- The exercise -
Count the lines below that contain the word "plastic" and reply with only that number.

- Data excerpts -
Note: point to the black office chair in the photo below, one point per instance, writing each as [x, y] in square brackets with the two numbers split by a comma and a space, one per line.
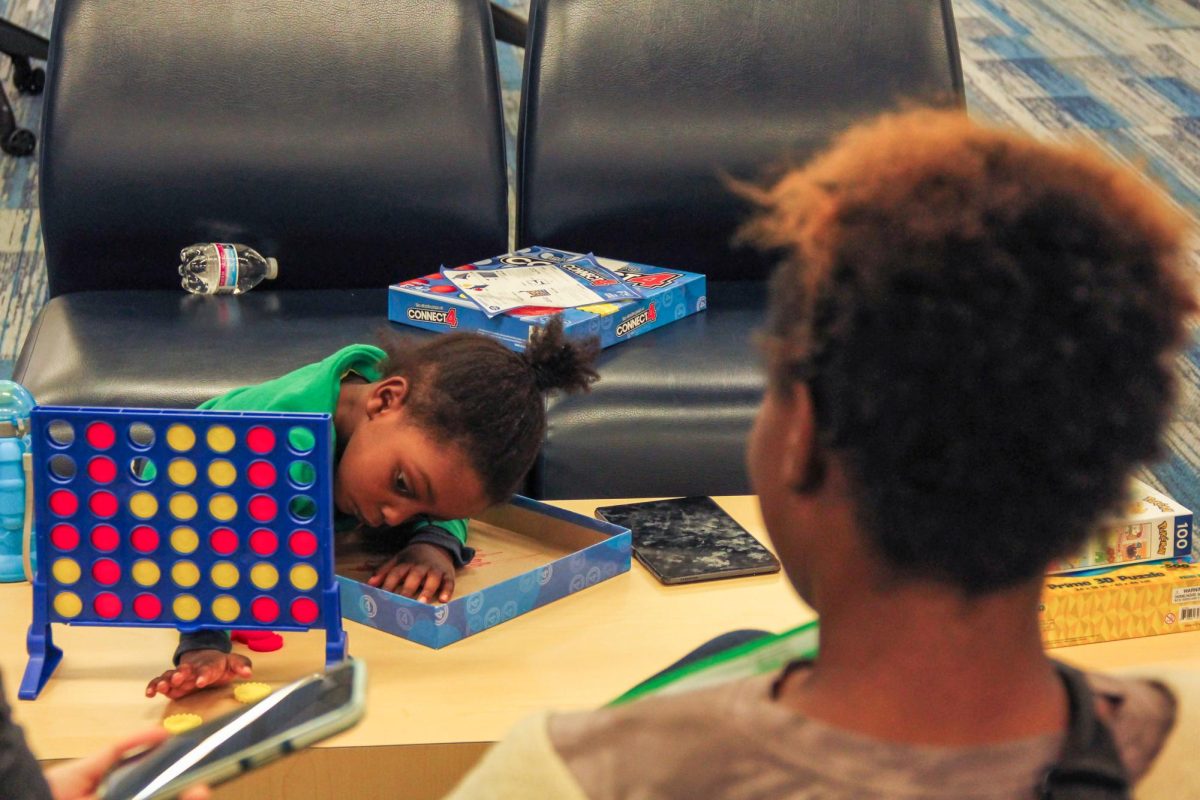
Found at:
[360, 144]
[21, 46]
[633, 112]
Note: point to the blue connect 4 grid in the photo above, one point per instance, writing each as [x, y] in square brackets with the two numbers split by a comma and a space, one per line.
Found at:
[187, 519]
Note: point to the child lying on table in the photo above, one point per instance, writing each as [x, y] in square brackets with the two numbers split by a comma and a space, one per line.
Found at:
[426, 435]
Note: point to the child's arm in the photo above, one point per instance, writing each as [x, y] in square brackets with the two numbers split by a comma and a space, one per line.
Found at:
[202, 659]
[425, 569]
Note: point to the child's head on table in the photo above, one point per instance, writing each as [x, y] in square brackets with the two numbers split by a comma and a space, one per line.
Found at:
[453, 426]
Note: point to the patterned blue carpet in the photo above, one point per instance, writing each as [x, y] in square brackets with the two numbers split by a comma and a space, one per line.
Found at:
[1123, 73]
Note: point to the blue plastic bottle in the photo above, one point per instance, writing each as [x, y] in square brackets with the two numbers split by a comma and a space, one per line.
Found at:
[15, 407]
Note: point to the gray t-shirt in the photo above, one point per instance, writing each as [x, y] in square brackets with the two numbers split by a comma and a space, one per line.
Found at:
[735, 740]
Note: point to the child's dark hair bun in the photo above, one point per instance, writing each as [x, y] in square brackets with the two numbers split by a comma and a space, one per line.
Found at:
[562, 362]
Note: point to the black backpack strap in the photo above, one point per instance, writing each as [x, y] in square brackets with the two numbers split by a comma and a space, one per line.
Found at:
[1090, 767]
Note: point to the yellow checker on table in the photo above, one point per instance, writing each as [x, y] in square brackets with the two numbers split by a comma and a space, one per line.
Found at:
[251, 692]
[181, 722]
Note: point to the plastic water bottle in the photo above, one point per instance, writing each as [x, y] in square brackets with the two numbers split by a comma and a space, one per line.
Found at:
[16, 403]
[223, 269]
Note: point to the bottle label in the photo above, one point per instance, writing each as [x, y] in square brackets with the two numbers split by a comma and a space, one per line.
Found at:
[227, 266]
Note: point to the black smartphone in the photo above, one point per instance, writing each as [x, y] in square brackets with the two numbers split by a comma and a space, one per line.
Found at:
[288, 719]
[690, 539]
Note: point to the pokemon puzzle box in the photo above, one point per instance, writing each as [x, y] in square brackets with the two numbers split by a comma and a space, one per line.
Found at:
[607, 298]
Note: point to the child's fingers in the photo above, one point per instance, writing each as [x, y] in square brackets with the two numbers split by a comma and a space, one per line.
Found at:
[394, 576]
[209, 673]
[382, 572]
[414, 579]
[181, 673]
[160, 685]
[432, 582]
[175, 691]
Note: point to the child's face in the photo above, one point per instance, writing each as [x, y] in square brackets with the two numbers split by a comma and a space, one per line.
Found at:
[391, 470]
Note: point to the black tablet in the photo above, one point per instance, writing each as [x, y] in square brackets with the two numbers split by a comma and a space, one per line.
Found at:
[690, 539]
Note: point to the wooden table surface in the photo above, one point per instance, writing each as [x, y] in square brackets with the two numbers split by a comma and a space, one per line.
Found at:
[432, 713]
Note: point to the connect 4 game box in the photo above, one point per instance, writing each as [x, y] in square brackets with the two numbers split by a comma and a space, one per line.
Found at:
[436, 304]
[186, 519]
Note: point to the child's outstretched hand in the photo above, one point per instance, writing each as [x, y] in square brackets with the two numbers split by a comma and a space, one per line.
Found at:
[421, 571]
[198, 669]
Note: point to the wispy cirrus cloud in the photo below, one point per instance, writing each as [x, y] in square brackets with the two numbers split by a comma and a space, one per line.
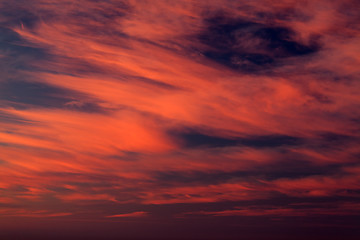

- Finished exercise -
2